● **Goal**
Only the lines from the one containing "point: green hillside" through the end of the entries should be repeated, exactly as they appear, first and last included.
--- begin ---
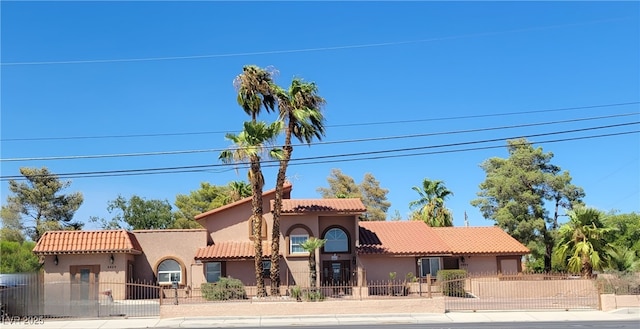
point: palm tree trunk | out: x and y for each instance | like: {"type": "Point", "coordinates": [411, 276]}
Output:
{"type": "Point", "coordinates": [312, 270]}
{"type": "Point", "coordinates": [277, 210]}
{"type": "Point", "coordinates": [256, 205]}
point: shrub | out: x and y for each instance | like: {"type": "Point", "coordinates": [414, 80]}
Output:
{"type": "Point", "coordinates": [296, 293]}
{"type": "Point", "coordinates": [452, 282]}
{"type": "Point", "coordinates": [313, 296]}
{"type": "Point", "coordinates": [225, 289]}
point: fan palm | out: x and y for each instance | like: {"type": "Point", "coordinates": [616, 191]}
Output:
{"type": "Point", "coordinates": [249, 145]}
{"type": "Point", "coordinates": [255, 90]}
{"type": "Point", "coordinates": [310, 246]}
{"type": "Point", "coordinates": [300, 111]}
{"type": "Point", "coordinates": [581, 242]}
{"type": "Point", "coordinates": [430, 206]}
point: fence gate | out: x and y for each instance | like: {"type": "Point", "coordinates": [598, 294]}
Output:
{"type": "Point", "coordinates": [520, 292]}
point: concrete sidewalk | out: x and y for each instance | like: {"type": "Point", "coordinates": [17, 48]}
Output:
{"type": "Point", "coordinates": [270, 321]}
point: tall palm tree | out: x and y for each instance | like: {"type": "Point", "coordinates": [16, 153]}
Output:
{"type": "Point", "coordinates": [582, 243]}
{"type": "Point", "coordinates": [300, 110]}
{"type": "Point", "coordinates": [250, 144]}
{"type": "Point", "coordinates": [255, 90]}
{"type": "Point", "coordinates": [430, 206]}
{"type": "Point", "coordinates": [310, 246]}
{"type": "Point", "coordinates": [239, 190]}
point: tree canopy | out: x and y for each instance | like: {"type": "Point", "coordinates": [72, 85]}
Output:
{"type": "Point", "coordinates": [518, 191]}
{"type": "Point", "coordinates": [430, 205]}
{"type": "Point", "coordinates": [38, 205]}
{"type": "Point", "coordinates": [138, 213]}
{"type": "Point", "coordinates": [369, 191]}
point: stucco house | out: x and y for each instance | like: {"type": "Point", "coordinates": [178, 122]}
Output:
{"type": "Point", "coordinates": [356, 252]}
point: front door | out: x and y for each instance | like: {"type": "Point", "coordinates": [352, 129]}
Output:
{"type": "Point", "coordinates": [84, 289]}
{"type": "Point", "coordinates": [336, 272]}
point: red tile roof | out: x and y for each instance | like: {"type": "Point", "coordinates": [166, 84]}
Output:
{"type": "Point", "coordinates": [400, 238]}
{"type": "Point", "coordinates": [231, 250]}
{"type": "Point", "coordinates": [287, 189]}
{"type": "Point", "coordinates": [480, 240]}
{"type": "Point", "coordinates": [298, 206]}
{"type": "Point", "coordinates": [82, 242]}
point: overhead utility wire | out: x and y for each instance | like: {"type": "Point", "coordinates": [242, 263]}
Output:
{"type": "Point", "coordinates": [296, 162]}
{"type": "Point", "coordinates": [335, 155]}
{"type": "Point", "coordinates": [77, 157]}
{"type": "Point", "coordinates": [303, 50]}
{"type": "Point", "coordinates": [330, 126]}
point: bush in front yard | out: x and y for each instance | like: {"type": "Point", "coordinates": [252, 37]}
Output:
{"type": "Point", "coordinates": [225, 289]}
{"type": "Point", "coordinates": [452, 282]}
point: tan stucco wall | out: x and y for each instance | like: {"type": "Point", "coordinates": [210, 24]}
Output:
{"type": "Point", "coordinates": [290, 308]}
{"type": "Point", "coordinates": [232, 224]}
{"type": "Point", "coordinates": [610, 302]}
{"type": "Point", "coordinates": [480, 264]}
{"type": "Point", "coordinates": [180, 245]}
{"type": "Point", "coordinates": [58, 279]}
{"type": "Point", "coordinates": [378, 268]}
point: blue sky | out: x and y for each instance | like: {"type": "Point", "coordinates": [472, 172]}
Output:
{"type": "Point", "coordinates": [157, 77]}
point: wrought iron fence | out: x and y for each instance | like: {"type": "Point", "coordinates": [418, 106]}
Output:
{"type": "Point", "coordinates": [28, 295]}
{"type": "Point", "coordinates": [520, 292]}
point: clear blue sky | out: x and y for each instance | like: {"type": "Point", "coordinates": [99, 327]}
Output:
{"type": "Point", "coordinates": [74, 73]}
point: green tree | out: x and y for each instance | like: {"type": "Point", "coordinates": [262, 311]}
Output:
{"type": "Point", "coordinates": [238, 190]}
{"type": "Point", "coordinates": [430, 206]}
{"type": "Point", "coordinates": [256, 92]}
{"type": "Point", "coordinates": [340, 186]}
{"type": "Point", "coordinates": [12, 227]}
{"type": "Point", "coordinates": [625, 255]}
{"type": "Point", "coordinates": [582, 242]}
{"type": "Point", "coordinates": [369, 191]}
{"type": "Point", "coordinates": [138, 214]}
{"type": "Point", "coordinates": [310, 246]}
{"type": "Point", "coordinates": [40, 203]}
{"type": "Point", "coordinates": [517, 191]}
{"type": "Point", "coordinates": [17, 257]}
{"type": "Point", "coordinates": [374, 198]}
{"type": "Point", "coordinates": [249, 145]}
{"type": "Point", "coordinates": [300, 111]}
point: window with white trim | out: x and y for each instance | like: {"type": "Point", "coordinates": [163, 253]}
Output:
{"type": "Point", "coordinates": [213, 271]}
{"type": "Point", "coordinates": [266, 268]}
{"type": "Point", "coordinates": [429, 265]}
{"type": "Point", "coordinates": [337, 241]}
{"type": "Point", "coordinates": [295, 242]}
{"type": "Point", "coordinates": [169, 271]}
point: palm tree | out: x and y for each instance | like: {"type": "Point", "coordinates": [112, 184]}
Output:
{"type": "Point", "coordinates": [300, 110]}
{"type": "Point", "coordinates": [255, 90]}
{"type": "Point", "coordinates": [581, 242]}
{"type": "Point", "coordinates": [238, 190]}
{"type": "Point", "coordinates": [310, 246]}
{"type": "Point", "coordinates": [430, 206]}
{"type": "Point", "coordinates": [249, 145]}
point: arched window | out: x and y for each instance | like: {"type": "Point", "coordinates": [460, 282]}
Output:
{"type": "Point", "coordinates": [169, 271]}
{"type": "Point", "coordinates": [337, 240]}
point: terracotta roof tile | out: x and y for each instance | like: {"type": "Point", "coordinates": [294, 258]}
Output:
{"type": "Point", "coordinates": [230, 250]}
{"type": "Point", "coordinates": [401, 238]}
{"type": "Point", "coordinates": [78, 242]}
{"type": "Point", "coordinates": [287, 189]}
{"type": "Point", "coordinates": [297, 206]}
{"type": "Point", "coordinates": [480, 240]}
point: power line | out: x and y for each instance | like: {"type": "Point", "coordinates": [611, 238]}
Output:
{"type": "Point", "coordinates": [304, 50]}
{"type": "Point", "coordinates": [268, 163]}
{"type": "Point", "coordinates": [99, 156]}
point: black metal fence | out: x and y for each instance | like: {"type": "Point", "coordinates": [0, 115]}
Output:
{"type": "Point", "coordinates": [520, 292]}
{"type": "Point", "coordinates": [28, 295]}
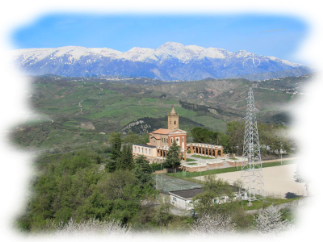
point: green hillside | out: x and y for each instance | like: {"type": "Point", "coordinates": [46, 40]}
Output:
{"type": "Point", "coordinates": [307, 115]}
{"type": "Point", "coordinates": [310, 83]}
{"type": "Point", "coordinates": [57, 114]}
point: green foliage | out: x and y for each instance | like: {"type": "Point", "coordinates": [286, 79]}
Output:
{"type": "Point", "coordinates": [203, 135]}
{"type": "Point", "coordinates": [125, 161]}
{"type": "Point", "coordinates": [115, 140]}
{"type": "Point", "coordinates": [304, 174]}
{"type": "Point", "coordinates": [74, 186]}
{"type": "Point", "coordinates": [143, 170]}
{"type": "Point", "coordinates": [173, 159]}
{"type": "Point", "coordinates": [235, 131]}
{"type": "Point", "coordinates": [213, 188]}
{"type": "Point", "coordinates": [316, 232]}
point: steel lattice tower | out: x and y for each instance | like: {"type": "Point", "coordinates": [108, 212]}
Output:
{"type": "Point", "coordinates": [252, 169]}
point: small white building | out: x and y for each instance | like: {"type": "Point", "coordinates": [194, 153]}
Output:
{"type": "Point", "coordinates": [184, 198]}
--- end ---
● **Right answer**
point: green hillside | out: x and y for each instance | like: {"type": "Point", "coordinates": [46, 40]}
Output:
{"type": "Point", "coordinates": [307, 115]}
{"type": "Point", "coordinates": [310, 83]}
{"type": "Point", "coordinates": [57, 114]}
point: green foliage | out: x and y for each instance | like: {"type": "Point", "coordinates": [286, 79]}
Output:
{"type": "Point", "coordinates": [203, 135]}
{"type": "Point", "coordinates": [125, 161]}
{"type": "Point", "coordinates": [115, 140]}
{"type": "Point", "coordinates": [304, 174]}
{"type": "Point", "coordinates": [74, 186]}
{"type": "Point", "coordinates": [143, 170]}
{"type": "Point", "coordinates": [173, 159]}
{"type": "Point", "coordinates": [235, 131]}
{"type": "Point", "coordinates": [213, 188]}
{"type": "Point", "coordinates": [316, 232]}
point: steel lattice tower | out: x and y for each instance | like: {"type": "Point", "coordinates": [108, 212]}
Output:
{"type": "Point", "coordinates": [252, 169]}
point: small white building | out: x and y for each instance | like: {"type": "Point", "coordinates": [194, 153]}
Output:
{"type": "Point", "coordinates": [184, 198]}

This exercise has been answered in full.